### EXERCISE OBJECTIVE
The reply must contain all of the records, unchanged.

### THE DATA
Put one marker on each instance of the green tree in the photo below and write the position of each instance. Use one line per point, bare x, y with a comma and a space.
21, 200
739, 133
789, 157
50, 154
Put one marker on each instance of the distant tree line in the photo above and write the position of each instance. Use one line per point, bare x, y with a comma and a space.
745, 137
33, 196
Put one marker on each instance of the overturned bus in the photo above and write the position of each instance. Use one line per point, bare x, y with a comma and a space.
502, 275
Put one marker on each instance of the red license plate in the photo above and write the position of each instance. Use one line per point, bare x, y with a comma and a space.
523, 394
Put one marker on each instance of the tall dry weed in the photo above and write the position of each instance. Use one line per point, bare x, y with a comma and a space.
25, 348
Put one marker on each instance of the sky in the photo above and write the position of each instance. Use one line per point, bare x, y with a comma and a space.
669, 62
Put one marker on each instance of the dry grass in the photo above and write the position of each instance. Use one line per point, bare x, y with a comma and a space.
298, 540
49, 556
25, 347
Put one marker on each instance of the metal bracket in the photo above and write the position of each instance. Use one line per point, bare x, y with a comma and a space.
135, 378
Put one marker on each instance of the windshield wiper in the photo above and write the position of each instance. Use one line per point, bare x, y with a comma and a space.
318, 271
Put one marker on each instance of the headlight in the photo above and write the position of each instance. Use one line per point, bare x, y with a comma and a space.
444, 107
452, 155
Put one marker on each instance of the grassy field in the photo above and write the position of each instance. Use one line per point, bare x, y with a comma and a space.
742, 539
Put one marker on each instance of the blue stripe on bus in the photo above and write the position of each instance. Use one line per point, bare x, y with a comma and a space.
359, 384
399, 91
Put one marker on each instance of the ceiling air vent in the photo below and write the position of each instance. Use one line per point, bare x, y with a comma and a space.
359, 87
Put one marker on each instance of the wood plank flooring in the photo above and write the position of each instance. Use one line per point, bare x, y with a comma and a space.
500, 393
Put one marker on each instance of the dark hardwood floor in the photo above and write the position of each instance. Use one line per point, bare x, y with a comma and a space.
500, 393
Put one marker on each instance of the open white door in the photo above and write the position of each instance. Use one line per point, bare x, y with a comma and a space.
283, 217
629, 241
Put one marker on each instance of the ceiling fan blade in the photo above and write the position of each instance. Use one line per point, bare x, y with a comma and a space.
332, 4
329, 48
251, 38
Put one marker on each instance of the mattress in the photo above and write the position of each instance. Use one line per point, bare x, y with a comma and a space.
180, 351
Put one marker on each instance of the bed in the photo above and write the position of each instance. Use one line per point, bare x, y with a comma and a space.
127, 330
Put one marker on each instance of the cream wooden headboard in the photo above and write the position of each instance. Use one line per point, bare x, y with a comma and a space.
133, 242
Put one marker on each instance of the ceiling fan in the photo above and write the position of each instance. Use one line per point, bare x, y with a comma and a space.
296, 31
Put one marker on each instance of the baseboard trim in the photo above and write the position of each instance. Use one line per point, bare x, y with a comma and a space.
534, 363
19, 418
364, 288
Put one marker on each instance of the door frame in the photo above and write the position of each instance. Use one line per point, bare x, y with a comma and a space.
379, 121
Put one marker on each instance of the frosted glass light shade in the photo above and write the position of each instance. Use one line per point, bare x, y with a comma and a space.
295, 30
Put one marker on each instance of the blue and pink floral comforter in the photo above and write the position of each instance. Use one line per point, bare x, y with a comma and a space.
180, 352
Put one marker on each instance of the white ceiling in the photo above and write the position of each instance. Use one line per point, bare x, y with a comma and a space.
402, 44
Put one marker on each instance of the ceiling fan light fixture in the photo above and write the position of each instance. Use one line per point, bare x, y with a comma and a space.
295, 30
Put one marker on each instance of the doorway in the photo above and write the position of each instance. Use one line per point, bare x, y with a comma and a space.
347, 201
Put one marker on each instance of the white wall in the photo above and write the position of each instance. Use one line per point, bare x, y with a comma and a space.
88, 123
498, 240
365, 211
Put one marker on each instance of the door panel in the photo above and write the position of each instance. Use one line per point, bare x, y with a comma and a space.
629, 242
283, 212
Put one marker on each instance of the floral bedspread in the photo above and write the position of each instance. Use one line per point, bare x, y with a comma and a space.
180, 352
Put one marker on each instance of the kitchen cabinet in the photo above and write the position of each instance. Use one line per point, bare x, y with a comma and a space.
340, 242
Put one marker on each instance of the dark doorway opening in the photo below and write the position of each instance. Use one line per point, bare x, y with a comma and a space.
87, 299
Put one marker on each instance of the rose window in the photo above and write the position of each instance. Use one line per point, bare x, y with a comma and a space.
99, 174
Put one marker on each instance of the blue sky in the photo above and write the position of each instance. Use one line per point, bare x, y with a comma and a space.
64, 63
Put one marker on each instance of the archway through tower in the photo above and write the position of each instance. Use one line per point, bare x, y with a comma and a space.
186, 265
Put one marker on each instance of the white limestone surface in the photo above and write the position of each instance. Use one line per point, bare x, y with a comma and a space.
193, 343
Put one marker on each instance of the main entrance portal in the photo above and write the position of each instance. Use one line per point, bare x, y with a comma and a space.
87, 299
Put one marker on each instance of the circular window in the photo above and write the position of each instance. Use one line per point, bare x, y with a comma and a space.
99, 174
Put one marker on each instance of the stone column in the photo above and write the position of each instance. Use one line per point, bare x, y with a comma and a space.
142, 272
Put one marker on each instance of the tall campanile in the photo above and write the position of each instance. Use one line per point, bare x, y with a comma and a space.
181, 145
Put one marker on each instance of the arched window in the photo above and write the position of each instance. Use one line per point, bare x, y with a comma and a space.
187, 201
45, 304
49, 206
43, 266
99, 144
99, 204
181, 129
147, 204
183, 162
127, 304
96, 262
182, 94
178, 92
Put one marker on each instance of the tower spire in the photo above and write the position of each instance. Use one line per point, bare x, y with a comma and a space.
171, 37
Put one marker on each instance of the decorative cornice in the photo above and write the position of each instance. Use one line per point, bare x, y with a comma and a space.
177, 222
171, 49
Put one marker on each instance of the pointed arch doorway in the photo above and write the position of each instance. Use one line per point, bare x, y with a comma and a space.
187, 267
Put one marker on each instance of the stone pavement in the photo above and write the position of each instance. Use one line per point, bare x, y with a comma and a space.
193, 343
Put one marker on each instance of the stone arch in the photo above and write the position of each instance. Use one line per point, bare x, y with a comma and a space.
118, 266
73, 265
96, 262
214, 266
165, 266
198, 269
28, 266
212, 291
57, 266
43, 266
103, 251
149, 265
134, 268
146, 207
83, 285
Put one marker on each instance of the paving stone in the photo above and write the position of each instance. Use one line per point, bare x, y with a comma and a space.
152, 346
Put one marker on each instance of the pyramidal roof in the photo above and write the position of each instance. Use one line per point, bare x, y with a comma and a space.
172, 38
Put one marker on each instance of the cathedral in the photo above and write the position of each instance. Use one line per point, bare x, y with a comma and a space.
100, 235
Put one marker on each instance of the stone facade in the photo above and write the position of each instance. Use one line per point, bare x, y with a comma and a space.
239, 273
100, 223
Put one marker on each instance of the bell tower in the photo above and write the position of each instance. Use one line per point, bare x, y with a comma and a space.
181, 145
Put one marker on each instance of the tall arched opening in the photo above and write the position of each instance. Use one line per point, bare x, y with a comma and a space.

### OUTPUT OF THE EXERCISE
Put one marker on each instance of the green tree in the photo below and write the position of each instance. Use one line per point, bare x, y with a comma and a space.
21, 200
739, 133
789, 157
50, 154
Put one marker on each instance of the distant tree line in the photo above and write the position of each instance. Use one line per point, bare x, y with a comma and a space.
745, 137
33, 196
Put one marker on each instance of the overturned bus in the photo above and write the position of each instance. Use one line per point, bare x, y with a comma and a space.
502, 275
Put one marker on each instance of the red license plate in the photo above and write the position of each instance. Use one line per point, bare x, y with a comma and a space.
523, 394
Put one marker on each instance of the tall dry weed in the photo above and write the position of each instance. Use one line per point, bare x, y with a comma and a space.
25, 348
Put one marker on each instance of the sky in the photo above and write the position of each instance. Use one line per point, bare x, y with a comma and a space.
669, 62
Put one marker on each instance of the dry grass in the photo above and write the position of each instance. Use one line per point, bare x, y with a comma and a space.
298, 540
49, 556
25, 347
Put one marker on each instance of the metal bracket in the photo above and write the position of each instance. Use one line per point, bare x, y with a comma and a space.
135, 378
Put one marker on each instance of the windshield wiper in the photo above and write the position of each instance. Use one line per point, bare x, y with a comma and a space.
318, 271
Put one marker on each instance of the headlight in the photo above and write the position of each instance. Use one line per point, bare x, y with a comma and a space.
444, 107
452, 155
Put one marker on each instance of the grassy field in the photo above and write the position of each instance. Use one line per point, bare x, y with a comma and a space.
742, 539
Put one marker on each instance of the blue stripe on bus in the photo above and write the position of each instance. Use one line per point, bare x, y with a comma and a space.
359, 384
399, 91
Put one marker on each instance of the ceiling air vent in the photo below and write the position of each instance. Use one line per point, bare x, y with a comma and a space.
359, 87
Put one marker on each instance of the wood plank flooring in the photo above and write the position of each instance. Use one line per point, bare x, y with a comma and a space.
500, 393
Put one marker on each instance of the dark hardwood floor in the photo above and write the position of each instance. Use one line per point, bare x, y with a comma and a space.
500, 393
Put one marker on each instance of the open white door in the photo above and write the position of each instance. Use one line per point, bare x, y with a comma and a space.
283, 217
629, 241
Put one marker on each instance of the ceiling fan blade in the photo above and write the position of each instance. Use one line per point, bare x, y with a comma and a space.
332, 4
329, 48
251, 38
Put one marker on each instance of the mattress in the photo above and write the position of each instance. Use one line per point, bare x, y with a comma and a space.
180, 351
Put one marker on each instance of the bed in the photo above and write the position of each instance. Use one line per point, bare x, y with a comma and a space.
127, 330
Put one marker on each instance of the cream wooden headboard in the photo above and write the position of each instance. Use one line per point, bare x, y with a comma and a space.
133, 242
Put one marker on each instance of the ceiling fan in the photo above and write the position of each instance. Use one line per point, bare x, y with a comma and a space.
296, 31
Put one marker on each instance of the baseboard trim in the photo above and write the position of each instance. Use one line per point, bare x, y with a comma and a space.
534, 363
19, 418
364, 288
Put one marker on each instance of the door frame in the photo above and write the position of each instance. Use one line per point, bare x, y with a comma and a space.
379, 121
Put one marker on each instance of the frosted glass light shade in the photo above and write the position of each instance. Use one line per point, bare x, y with a comma and a space.
295, 30
Put one marker on each instance of the blue and pink floral comforter in the photo above and write the position of each instance. Use one line per point, bare x, y with a comma and a space.
180, 352
Put one marker on each instance of the white ceiling in the photo above and write the position of each instance. Use one line per point, bare x, y with a comma and a space.
402, 44
Put one marker on each instance of the ceiling fan light fixture in the photo above and write the position of each instance. Use one line per point, bare x, y with a comma and a space.
295, 30
Put one marker on each instance of the doorway in the photo above and write the position of each instance. Use one line per point, bare x, y with a comma and a space.
347, 201
Put one marker on each instance of the white wall in the photo above and write the position of each instance. Use one line per point, bare x, y with a comma and a space.
88, 123
498, 240
365, 211
Put one marker on each instance of the door panel in the photo above and write the position of each instance. Use one line per point, bare x, y with a comma and a space.
629, 242
283, 212
Put one marker on each instance of the floral bedspread in the photo above and write the position of each instance. Use one line per point, bare x, y with a comma and a space.
180, 352
Put one marker on each instance of the kitchen cabinet in the photo above and write the position of each instance. Use one line per point, bare x, y with a comma and a space.
340, 242
Put one marker on each instance of the dark doorway opening in the photo below and write the position of each instance. Use one line per point, bare x, y with a comma and a space.
87, 299
Put one marker on each instance of the rose window in the photo above and write the position of each instance. Use one line per point, bare x, y with a comma and a space.
99, 174
Put one marker on each instance of the blue sky in the photo above and write the position of each instance. Use one line per point, bare x, y with a comma and a space.
64, 63
Put one marker on each instance of the archway through tower in the photo above and write the position of each instance. Use one line per point, bare x, y with a comma and a space.
186, 265
Put one marker on each instance of the white limestone surface in the photo above and write the position of each instance. Use one line per point, bare x, y with a comma and a space.
193, 343
Put one marker on each instance of the main entrance portal in the photo above and write the position of each instance. Use one line per point, bare x, y with a comma and a space.
87, 299
Put one marker on each instance of the circular window in the photo above and write the position of each instance. Use one line per point, bare x, y with a comma and a space.
99, 174
Put one marker on each instance of the stone column in the photo above and write the position of each instance. Use one line per point, bare x, y with a comma and a space.
142, 272
Put one marker on each instance of the tall campanile in the photo above and write the position of each instance. Use one line per point, bare x, y with a comma and a space.
181, 145
Put one marker on each instance of the arched window in the photo above and write the position of each instance. Use one line per point, bare x, y with a comma and a space.
187, 201
45, 304
49, 206
43, 266
99, 144
99, 204
181, 129
147, 204
183, 162
127, 304
96, 262
182, 94
178, 92
Put one marker on each instance of the tower spire in the photo above and write the position of each instance. Use one line per point, bare x, y with a comma and a space.
171, 37
Put one marker on each instance of the decorative cornice in the photo above and write the position of each instance. Use one line per point, bare x, y with a comma and a space.
177, 222
171, 49
Put one marker on each instance of the pointed arch doorway in the photo above and write the position of each instance. Use one line per point, bare x, y with a comma and a space.
187, 267
Put one marker on each instance of the stone pavement in the photo above and write the position of each instance. Use one line per point, bare x, y with a comma and a space.
193, 343
Put one marker on each instance of the stone arch in the photo above and write the position of each instance. Use one line per point, bare x, y with a comma and a space.
118, 266
73, 265
96, 262
214, 266
165, 266
198, 269
28, 266
212, 291
57, 266
43, 266
103, 251
149, 265
134, 268
146, 207
83, 285
Put one marker on each instance of the paving stone in the photo above and write the position of each instance. Use one line per point, bare x, y with a comma and a space.
152, 346
Put one marker on each instance of the pyramidal roof in the photo above and write the position of each instance. Use one line per point, bare x, y with a comma and a space.
172, 38
Put one marker on each instance of the cathedral in the photo above and write the position of each instance. Use one line per point, bare x, y with a comma and a space.
100, 235
Put one marker on each instance of the stone facade in the photo above and write the position of each instance. Use one line per point, bare x, y with a comma and a space.
239, 273
100, 223
Put one marker on each instance of the bell tower in the photo above and write the position of each instance. Use one line per point, bare x, y with a comma and a space.
181, 145
Put one marker on each instance of the tall arched opening in the photo above and write the position of each instance. Use one line per point, bare x, y with a comma and a space.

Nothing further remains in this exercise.